● Problem to work on
Apart from any images, the entries are to be output exactly.
** Records for this exercise follows **
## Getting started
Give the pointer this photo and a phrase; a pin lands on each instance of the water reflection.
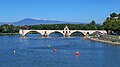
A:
(35, 51)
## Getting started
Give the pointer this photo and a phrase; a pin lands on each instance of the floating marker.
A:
(48, 45)
(77, 53)
(14, 51)
(54, 50)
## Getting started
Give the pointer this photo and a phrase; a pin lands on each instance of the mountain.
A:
(2, 23)
(29, 21)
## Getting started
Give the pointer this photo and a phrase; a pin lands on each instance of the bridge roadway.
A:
(65, 32)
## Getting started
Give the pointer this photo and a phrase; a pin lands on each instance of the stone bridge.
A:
(66, 32)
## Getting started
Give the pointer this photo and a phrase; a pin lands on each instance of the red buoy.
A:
(77, 53)
(54, 50)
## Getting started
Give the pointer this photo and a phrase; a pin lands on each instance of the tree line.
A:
(6, 28)
(111, 25)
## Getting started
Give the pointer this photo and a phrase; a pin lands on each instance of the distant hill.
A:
(29, 21)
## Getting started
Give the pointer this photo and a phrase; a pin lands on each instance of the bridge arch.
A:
(35, 31)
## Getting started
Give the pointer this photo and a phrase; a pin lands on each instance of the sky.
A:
(64, 10)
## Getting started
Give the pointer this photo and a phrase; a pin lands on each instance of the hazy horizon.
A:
(61, 10)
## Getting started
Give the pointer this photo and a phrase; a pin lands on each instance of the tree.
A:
(113, 15)
(93, 25)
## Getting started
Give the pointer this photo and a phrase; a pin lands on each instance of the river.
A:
(33, 51)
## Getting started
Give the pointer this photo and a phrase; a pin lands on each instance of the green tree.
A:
(93, 25)
(113, 15)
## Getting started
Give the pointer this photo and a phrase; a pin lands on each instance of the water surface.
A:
(33, 51)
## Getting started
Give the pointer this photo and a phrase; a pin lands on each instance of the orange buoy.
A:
(77, 53)
(54, 50)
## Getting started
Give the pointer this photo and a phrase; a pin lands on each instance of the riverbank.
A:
(104, 41)
(2, 34)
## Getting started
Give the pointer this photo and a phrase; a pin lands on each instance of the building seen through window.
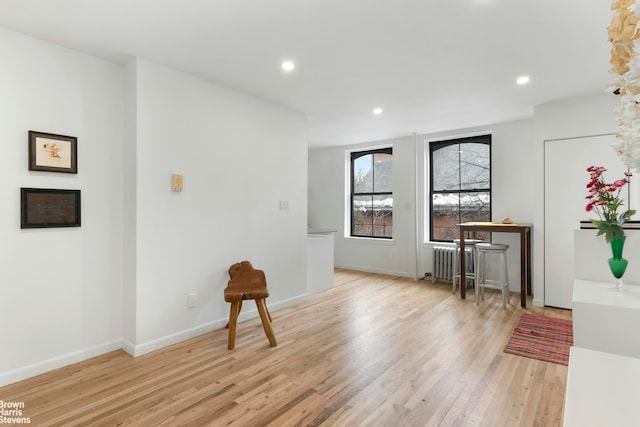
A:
(372, 193)
(459, 185)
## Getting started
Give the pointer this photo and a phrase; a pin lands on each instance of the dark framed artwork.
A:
(53, 153)
(46, 208)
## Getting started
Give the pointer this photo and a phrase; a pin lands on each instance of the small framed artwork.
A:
(52, 153)
(46, 208)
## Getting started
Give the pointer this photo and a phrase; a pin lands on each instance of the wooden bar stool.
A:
(499, 251)
(247, 283)
(470, 275)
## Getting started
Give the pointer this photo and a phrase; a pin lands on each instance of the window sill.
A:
(369, 240)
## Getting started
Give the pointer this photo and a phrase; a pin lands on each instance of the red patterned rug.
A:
(542, 338)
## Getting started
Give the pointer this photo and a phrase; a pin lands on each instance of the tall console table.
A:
(525, 251)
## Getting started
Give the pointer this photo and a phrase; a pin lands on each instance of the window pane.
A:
(445, 216)
(382, 167)
(382, 216)
(445, 168)
(362, 174)
(362, 215)
(474, 166)
(453, 208)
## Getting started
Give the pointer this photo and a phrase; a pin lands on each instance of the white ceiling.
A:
(432, 65)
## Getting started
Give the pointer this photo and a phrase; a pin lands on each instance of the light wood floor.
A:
(374, 351)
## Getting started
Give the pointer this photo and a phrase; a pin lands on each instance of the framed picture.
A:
(46, 208)
(52, 153)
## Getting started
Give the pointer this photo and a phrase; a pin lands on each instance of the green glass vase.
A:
(617, 264)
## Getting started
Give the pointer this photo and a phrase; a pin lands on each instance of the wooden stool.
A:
(502, 284)
(247, 283)
(470, 275)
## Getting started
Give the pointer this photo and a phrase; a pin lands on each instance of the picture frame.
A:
(52, 153)
(48, 208)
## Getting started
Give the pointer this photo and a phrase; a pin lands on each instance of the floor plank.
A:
(375, 350)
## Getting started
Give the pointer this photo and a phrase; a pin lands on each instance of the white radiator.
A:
(443, 259)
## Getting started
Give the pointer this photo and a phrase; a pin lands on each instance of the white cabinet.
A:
(606, 319)
(602, 389)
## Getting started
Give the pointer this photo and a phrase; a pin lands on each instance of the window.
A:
(371, 193)
(460, 185)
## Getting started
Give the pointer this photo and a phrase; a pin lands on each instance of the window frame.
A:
(442, 143)
(353, 155)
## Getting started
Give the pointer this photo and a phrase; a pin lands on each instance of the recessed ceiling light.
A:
(288, 66)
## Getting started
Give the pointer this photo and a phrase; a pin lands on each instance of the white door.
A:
(565, 180)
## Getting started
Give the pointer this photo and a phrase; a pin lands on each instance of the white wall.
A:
(121, 280)
(239, 157)
(577, 117)
(512, 146)
(61, 288)
(517, 173)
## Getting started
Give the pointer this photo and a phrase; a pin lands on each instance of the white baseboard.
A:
(377, 271)
(29, 371)
(248, 312)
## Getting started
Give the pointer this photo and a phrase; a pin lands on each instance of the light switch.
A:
(176, 182)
** End of Records for this exercise **
● Expected answer
## Getting started
Give the pointer this photo and a phrase; a pin lands on each instance of the water reflection.
A:
(35, 51)
## Getting started
Give the pointer this photo and a phrase; a pin lands on each instance of the floating marker.
A:
(48, 45)
(77, 53)
(14, 51)
(54, 50)
## Getting started
Give the pointer this photo and a phrase; a pin lands on each instance of the mountain.
A:
(2, 23)
(29, 21)
## Getting started
Give the pointer this photo and a phrase; a pin lands on each instance of the bridge roadway.
A:
(65, 32)
## Getting started
Give the pointer this photo and a phrase; a pin lands on each instance of the stone bridge.
A:
(66, 32)
## Getting started
Give the pointer this photo and a phrase; a pin lands on each instance of the red buoy.
A:
(77, 53)
(54, 50)
## Getting started
Give the pointer this photo and a phrase; a pin lands on each instance of the tree line.
A:
(6, 28)
(111, 25)
## Getting started
Give the pointer this photo and a phrase; a pin lands on each instance of the distant hill.
A:
(29, 21)
## Getting started
Give the pointer this photo and a phrase; a pin lands on each instance of the bridge arch.
A:
(35, 31)
## Getting started
Give the pointer this photo and a phrase; a pin lands on each instance of the sky.
A:
(64, 10)
## Getting started
Give the pointer this photo and a phrase; a pin lands on each instance of the hazy horizon.
A:
(61, 10)
## Getting started
Give the pointer this photo and a phrase; a pin lands on each instance of the tree.
A:
(113, 15)
(93, 25)
## Getting started
Give the pointer this photo and a phrase; a pin lands on each instance of the river.
A:
(33, 51)
## Getting started
Give the pointer this photo and a phrase; a pin lands on each instance of the green tree.
A:
(93, 25)
(113, 15)
## Getting started
Give the pointer this photo and a phrase; a pin lands on each instance of the water surface.
A:
(33, 51)
## Getting started
Give the pointer this photo and a phrase; a pin lands on each instance of the orange buoy.
A:
(77, 53)
(54, 50)
## Getting started
Give the pointer this photo and a phrase; a pin lands on each instance of the riverbank.
A:
(104, 41)
(2, 34)
## Getting started
Give the pointer this photo and a phrase; a pin lands on each instance of the building seen through window.
A:
(372, 193)
(459, 185)
## Getting started
Give the pointer this photo and a phrase; a pin lands on each instance of the dark framed artwork.
A:
(53, 153)
(46, 208)
## Getting started
Give the pointer this photo and a phrase; a pin lands on each instance of the small framed artwork.
A:
(52, 153)
(46, 208)
## Getting started
Give the pointer this photo and a phrase; a pin lands on each instance of the wooden bar stool.
A:
(499, 251)
(247, 283)
(470, 275)
## Getting started
Give the pointer this photo and a phrase; a pin lands on each instance of the window sill.
A:
(369, 240)
## Getting started
Give the pointer this photo and a phrase; a pin lands on each instance of the red patterned rug.
A:
(542, 338)
## Getting started
Give the pointer this photo and a phrase; a pin lands on each instance of the tall console table.
A:
(525, 251)
## Getting started
Give the pointer this photo and a phrase; a pin lands on each instance of the window pane.
A:
(445, 216)
(382, 167)
(382, 216)
(445, 168)
(362, 174)
(362, 215)
(474, 166)
(453, 208)
## Getting started
Give the pointer this photo and a phrase; a pin lands on each instance of the white ceiling.
A:
(432, 65)
## Getting started
Give the pointer this photo and a phrase; a pin lands on each instance of the light wood floor.
A:
(374, 351)
## Getting started
Give the pointer this photo and a phrase; a pin lands on each instance of the framed picture.
A:
(46, 208)
(52, 153)
## Getting started
Give the pointer this photo and a phrase; a pin lands on each instance of the green glass vase.
A:
(617, 264)
## Getting started
Give the pointer this photo and a phrase; a pin lands on each instance of the wooden stool.
A:
(502, 284)
(247, 283)
(470, 275)
## Getting started
Give the pointer this photo and a phrase; a pin lands on each instance of the picture frame.
A:
(52, 153)
(48, 208)
## Getting started
Give the pointer this photo and a phrase; a pin lands on each instance of the floor plank.
A:
(375, 350)
## Getting started
Give the pointer this photo and a phrase; a pin lands on each instance of the white radiator.
A:
(443, 259)
## Getting started
Give the pointer this photo and a phrase; a pin lands on each instance of the white cabinet.
A:
(606, 319)
(602, 389)
## Getting started
Give the pointer this photo and a phrase; a pin lands on each instance of the window.
A:
(371, 193)
(460, 185)
## Getting started
Give the pointer this photo and a phrase; a pin lands on each instance of the window frame.
A:
(442, 143)
(353, 155)
## Getting started
Give the pointer this photo and a phrase; a pin lands on each instance of the recessed ceiling light.
A:
(288, 66)
## Getting started
Give the pointer this photo and a phrase; a pin lands on each instance of the white door.
A:
(565, 180)
## Getting started
Give the pointer this photo and a phrase; a pin lands on each instance of the white wall.
A:
(121, 280)
(239, 157)
(577, 117)
(512, 146)
(61, 288)
(517, 173)
## Getting started
Give the pointer this photo and a phrase; a pin lands on each instance of the white baseboard.
A:
(377, 271)
(29, 371)
(248, 312)
## Getting started
Give the pointer this photo and a phrase; a pin lands on each instance of the light switch.
A:
(176, 182)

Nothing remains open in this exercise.